TASK GOAL: Please copy the records exactly as they appear, with all pictures left out.

RECORDS SUPPLIED:
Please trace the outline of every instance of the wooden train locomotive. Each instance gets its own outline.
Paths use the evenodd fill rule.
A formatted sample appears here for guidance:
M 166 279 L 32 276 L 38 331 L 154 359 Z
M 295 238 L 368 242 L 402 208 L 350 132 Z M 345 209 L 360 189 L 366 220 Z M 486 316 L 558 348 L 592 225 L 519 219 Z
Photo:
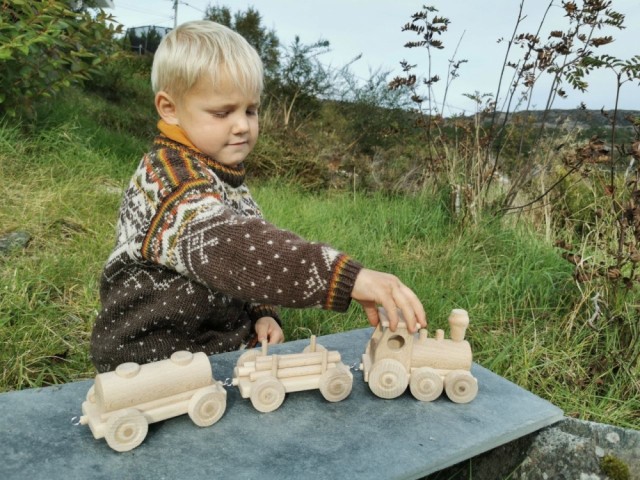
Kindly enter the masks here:
M 435 400 L 444 389 L 449 399 L 467 403 L 478 393 L 478 381 L 471 375 L 471 346 L 464 339 L 469 325 L 465 310 L 455 309 L 449 316 L 451 340 L 444 331 L 437 330 L 435 338 L 427 337 L 421 329 L 416 336 L 409 333 L 402 319 L 395 331 L 383 308 L 379 309 L 380 323 L 362 356 L 364 381 L 380 398 L 396 398 L 407 389 L 418 400 Z

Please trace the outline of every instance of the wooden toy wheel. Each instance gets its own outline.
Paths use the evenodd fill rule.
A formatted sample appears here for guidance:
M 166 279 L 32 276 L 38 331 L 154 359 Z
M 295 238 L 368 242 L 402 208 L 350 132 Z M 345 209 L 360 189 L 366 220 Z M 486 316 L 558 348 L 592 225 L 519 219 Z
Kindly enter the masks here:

ANSWER BELOW:
Please trace the outline of every instance of the wooden train locomotive. Each instance gets its own outline.
Paths use the evenodd fill rule.
A formatted sample appears here for guidance:
M 166 279 L 32 276 L 38 331 L 154 359 Z
M 295 238 L 368 242 L 402 208 L 350 132 Z M 345 209 L 360 189 L 366 220 Z M 486 316 L 558 348 L 592 225 L 519 219 Z
Photo:
Kindly enter the masks here:
M 435 400 L 444 389 L 449 399 L 467 403 L 478 393 L 478 381 L 471 375 L 471 346 L 464 339 L 469 325 L 465 310 L 455 309 L 449 316 L 451 340 L 444 331 L 437 330 L 435 338 L 427 337 L 421 329 L 416 336 L 409 333 L 402 319 L 395 331 L 383 308 L 379 309 L 380 323 L 362 356 L 364 381 L 380 398 L 396 398 L 407 389 L 418 400 Z

Please trace the outline of every instance of the wooden toy wheel. Each instance gets its own outline.
Paths use the evenodd fill rule.
A formatted sample appears here for guidance:
M 166 279 L 32 276 L 38 331 L 154 359 Z
M 295 238 L 368 242 L 402 208 L 350 132 Z M 345 209 L 360 189 L 366 220 Z M 486 316 L 558 348 L 592 225 L 519 219 Z
Kindly enter the masks here:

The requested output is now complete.